Tasks to complete ->
• A. Reproduce the part of the 7±2 email from "Anything concrete from" to "number of items.", inclusive.
• B. According to the 7±2 email, what does the Hick–Hyman Law talk about?
• C. Continue the 7±2 email past its final sentence.

Article ->
◆ ◆ ◆

On 9 Feb 2009, at 22:14, Gretchen Anderson wrote:
Wow! Thanks for this. As someone who misunderstood the research,
it's helpful. But this brings up a question for me:
Intuitively, 7+-2 *seems* to be a nice boundary for many instances
(number of choices offered, groupings) and I'm curious if there is
research that bears this out. I know the book about how too much
choice actually paralyzes people from choosing. and personally, I do
have problems when I am forced to peruse a big list to choose
something.
Anything concrete from people? I think that the original research is
misconstrued because it reinforces some design judgment/instict, and
I wonder if there isn't something to that instinct.
Or maybe I just want to oversimplify. ;)
A more relevant bit of research here might be the Hick–Hyman Law http://tinyurl.com/agvhnb
which talks about reaction time when presented with a number of items.

◆ ◆ ◆

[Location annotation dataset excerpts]
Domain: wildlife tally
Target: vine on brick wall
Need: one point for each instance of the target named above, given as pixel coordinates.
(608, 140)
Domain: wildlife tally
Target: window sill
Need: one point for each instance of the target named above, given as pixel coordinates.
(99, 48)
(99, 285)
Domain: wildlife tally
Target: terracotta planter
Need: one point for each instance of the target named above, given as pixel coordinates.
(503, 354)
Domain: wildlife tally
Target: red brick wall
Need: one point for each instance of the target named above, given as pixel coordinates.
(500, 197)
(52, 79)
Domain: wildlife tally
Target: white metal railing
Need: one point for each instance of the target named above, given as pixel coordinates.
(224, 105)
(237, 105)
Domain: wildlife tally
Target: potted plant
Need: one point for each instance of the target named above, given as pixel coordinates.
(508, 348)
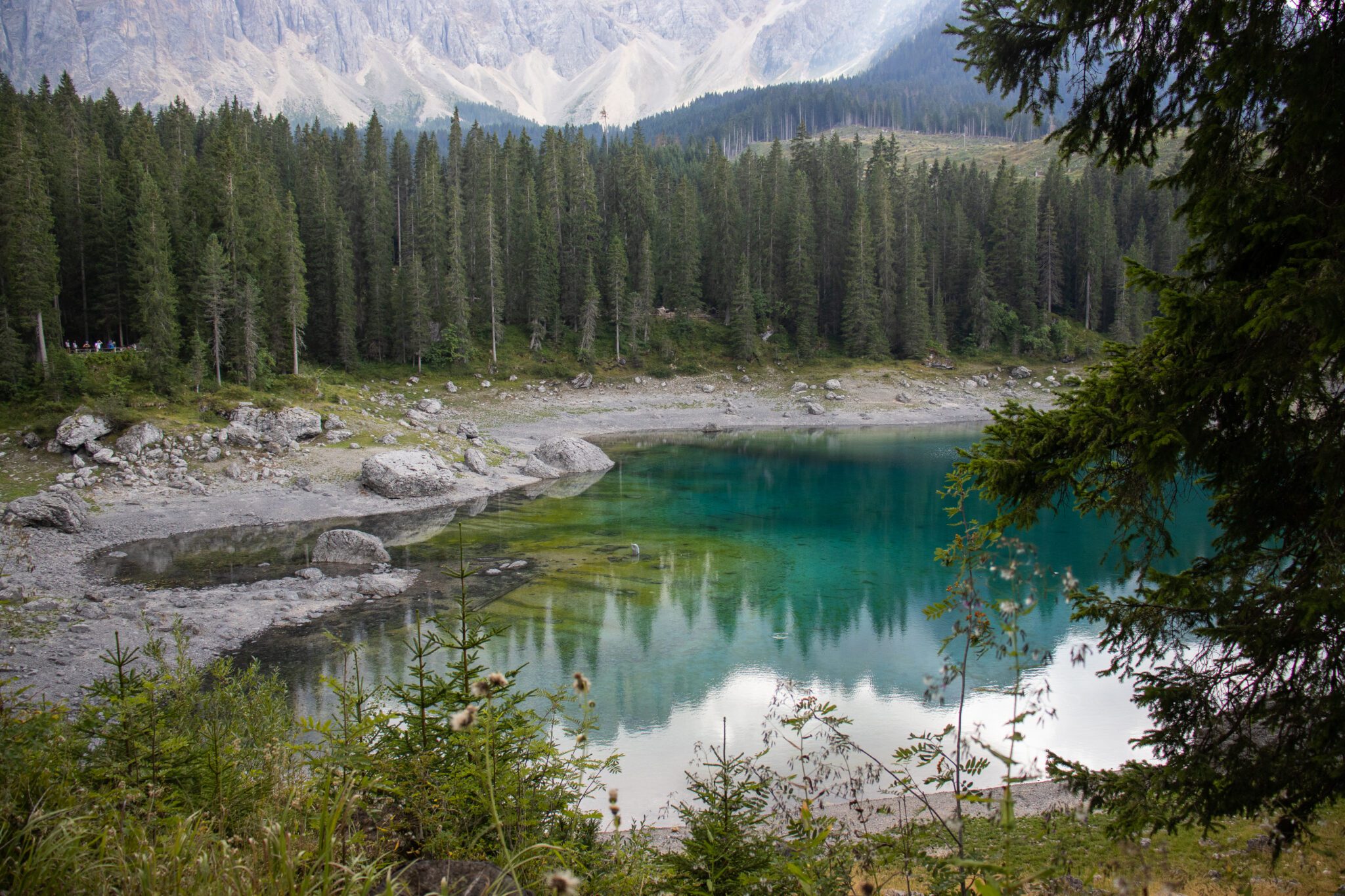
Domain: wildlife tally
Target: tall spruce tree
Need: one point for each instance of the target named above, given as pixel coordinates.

◆ ◆ ◆

Final answers ->
• A.
Anything concrete from people? I think that the original research is
misconstrued because it reinforces some design judgment/instict, and
I wonder if there isn't something to that instinct.
Or maybe I just want to oversimplify. ;)
A more relevant bit of research here might be the Hick–Hyman Law http://tinyurl.com/agvhnb
which talks about reaction time when presented with a number of items.

• B. Reaction time when presented with a number of items.

• C.
Again - people tend to over-generalise the research. Things like
having the choices in a known predicable order (e.g. an alphabetical
list of countries), or where different options are presented
differently (e.g. having the most common choice in a fixed position
and highlighted) will affect naive interpretations.
As with most things "it depends" :-)
Adrian
________________________________________________________________
Welcome to the Interaction Design Association (IxDA)!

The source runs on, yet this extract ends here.